* _BRIEF_
Rescale the records below, from their start up to and including the line with "[[118, 59], [76, 107]]", by writing out every line again, requests included. Multiply each x and y coordinate in the answers by 1.25 and round it to a whole number, with halves going up, leaving all other text unchanged.

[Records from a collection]
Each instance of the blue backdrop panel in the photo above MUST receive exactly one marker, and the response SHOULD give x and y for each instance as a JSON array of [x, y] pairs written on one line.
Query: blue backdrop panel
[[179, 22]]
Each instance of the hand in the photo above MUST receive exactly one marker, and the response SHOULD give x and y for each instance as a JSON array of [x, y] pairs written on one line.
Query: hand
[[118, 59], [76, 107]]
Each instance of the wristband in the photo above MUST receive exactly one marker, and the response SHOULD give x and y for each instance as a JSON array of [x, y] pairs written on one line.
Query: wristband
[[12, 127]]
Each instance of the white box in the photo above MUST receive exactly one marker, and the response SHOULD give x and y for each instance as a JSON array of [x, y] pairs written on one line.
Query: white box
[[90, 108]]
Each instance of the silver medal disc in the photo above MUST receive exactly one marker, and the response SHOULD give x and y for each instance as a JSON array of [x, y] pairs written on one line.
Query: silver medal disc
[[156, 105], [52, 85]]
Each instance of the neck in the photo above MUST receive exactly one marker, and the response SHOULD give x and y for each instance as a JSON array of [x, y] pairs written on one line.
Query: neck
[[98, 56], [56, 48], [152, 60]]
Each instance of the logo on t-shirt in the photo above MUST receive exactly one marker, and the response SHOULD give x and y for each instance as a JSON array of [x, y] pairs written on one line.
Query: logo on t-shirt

* _ANSWER FOR THE TASK_
Each instance of the blue backdrop panel in the photo above MUST receive exactly one marker, and the response SHOULD give x and y for each instance as a JSON array of [x, y] pairs written on one line.
Query: blue backdrop panel
[[224, 28]]
Each instance of the hand in the photo above MUST receive exactly one marker, and the response SHOULD give x and y for each instance as a JSON array of [x, y] pairs written on one line.
Query: hand
[[148, 74], [95, 134]]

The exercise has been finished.